** START Information supplied **

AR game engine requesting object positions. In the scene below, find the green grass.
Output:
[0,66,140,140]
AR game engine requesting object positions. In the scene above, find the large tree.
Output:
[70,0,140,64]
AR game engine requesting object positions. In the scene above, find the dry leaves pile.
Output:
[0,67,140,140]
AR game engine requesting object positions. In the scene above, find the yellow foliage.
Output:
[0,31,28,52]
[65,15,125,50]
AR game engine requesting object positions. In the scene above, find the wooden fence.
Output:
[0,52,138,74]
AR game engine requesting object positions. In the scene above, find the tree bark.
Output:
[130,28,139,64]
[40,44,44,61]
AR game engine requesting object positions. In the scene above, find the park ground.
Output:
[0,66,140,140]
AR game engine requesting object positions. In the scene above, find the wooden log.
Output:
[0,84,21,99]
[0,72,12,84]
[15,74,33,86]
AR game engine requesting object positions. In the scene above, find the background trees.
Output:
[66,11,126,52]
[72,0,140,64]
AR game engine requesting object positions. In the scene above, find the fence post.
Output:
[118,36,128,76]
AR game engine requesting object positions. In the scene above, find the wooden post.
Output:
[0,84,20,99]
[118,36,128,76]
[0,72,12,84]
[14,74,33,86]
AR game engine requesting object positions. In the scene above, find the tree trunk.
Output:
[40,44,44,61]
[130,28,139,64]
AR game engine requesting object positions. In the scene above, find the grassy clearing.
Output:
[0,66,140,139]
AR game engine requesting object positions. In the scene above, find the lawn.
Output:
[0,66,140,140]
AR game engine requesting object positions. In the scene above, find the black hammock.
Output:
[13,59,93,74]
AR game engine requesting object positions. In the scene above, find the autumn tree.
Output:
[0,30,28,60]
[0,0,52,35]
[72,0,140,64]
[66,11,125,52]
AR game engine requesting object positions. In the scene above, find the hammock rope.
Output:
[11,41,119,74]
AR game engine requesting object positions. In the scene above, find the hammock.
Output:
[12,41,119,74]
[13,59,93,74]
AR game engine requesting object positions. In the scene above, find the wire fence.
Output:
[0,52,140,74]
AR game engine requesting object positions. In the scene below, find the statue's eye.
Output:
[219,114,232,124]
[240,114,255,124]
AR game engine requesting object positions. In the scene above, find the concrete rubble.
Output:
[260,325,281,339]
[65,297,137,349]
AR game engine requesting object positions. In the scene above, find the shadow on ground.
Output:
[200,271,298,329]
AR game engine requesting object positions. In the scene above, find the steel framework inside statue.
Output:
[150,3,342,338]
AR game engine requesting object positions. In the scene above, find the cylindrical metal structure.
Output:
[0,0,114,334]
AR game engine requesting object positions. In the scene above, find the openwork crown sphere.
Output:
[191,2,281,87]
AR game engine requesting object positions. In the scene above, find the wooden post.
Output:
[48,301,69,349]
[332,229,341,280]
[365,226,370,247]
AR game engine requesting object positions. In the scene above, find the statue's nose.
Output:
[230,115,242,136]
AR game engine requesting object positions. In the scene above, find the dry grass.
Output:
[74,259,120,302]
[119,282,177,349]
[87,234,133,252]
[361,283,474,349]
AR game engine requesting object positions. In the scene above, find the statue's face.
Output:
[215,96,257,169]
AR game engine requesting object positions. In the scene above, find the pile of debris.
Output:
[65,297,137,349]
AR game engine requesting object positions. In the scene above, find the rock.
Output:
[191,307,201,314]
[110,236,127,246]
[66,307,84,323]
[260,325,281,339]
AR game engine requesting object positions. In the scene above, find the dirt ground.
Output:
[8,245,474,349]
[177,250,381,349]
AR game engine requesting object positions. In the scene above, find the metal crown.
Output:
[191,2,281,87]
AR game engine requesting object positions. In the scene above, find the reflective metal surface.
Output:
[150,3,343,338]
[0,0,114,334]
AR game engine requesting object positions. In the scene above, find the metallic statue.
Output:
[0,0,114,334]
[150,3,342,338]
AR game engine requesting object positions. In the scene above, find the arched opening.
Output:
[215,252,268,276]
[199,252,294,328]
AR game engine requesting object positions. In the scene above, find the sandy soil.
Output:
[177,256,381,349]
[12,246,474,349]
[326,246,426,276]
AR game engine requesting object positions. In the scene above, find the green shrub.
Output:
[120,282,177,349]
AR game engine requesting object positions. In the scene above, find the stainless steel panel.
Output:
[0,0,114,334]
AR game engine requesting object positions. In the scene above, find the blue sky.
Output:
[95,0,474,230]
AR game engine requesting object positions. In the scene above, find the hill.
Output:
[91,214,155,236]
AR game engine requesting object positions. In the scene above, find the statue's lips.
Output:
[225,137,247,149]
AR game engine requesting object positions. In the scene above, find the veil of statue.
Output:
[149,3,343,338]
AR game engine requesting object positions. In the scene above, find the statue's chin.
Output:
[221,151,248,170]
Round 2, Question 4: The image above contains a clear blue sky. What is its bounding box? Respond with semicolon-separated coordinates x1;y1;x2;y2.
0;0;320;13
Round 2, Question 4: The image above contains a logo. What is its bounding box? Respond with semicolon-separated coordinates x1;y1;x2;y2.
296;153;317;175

** END Information supplied **

Direction> Copy every line from the one containing "the sandy soil." through the one containing "[91,214,155,236]", inclusive, requests included. Shift each bounding-box coordinate in those lines up by 133, and output only these lines.

Solution to the problem>
AR game engine requesting object positions. In the scene above, find the sandy soil.
Output:
[310,389,514,482]
[145,379,607,482]
[459,379,559,409]
AR game engine requesting object positions. In the scene above, find the green shrub.
Output:
[253,415,310,482]
AR game engine requesting object positions. In the scene above, find the stainless steel panel.
Output:
[133,133,247,467]
AR game engine requesting object positions. In the scene above, find the blue sky.
Output:
[228,133,607,363]
AR game engine requesting object positions. In the scene above, find the hill.
Output:
[224,347,288,369]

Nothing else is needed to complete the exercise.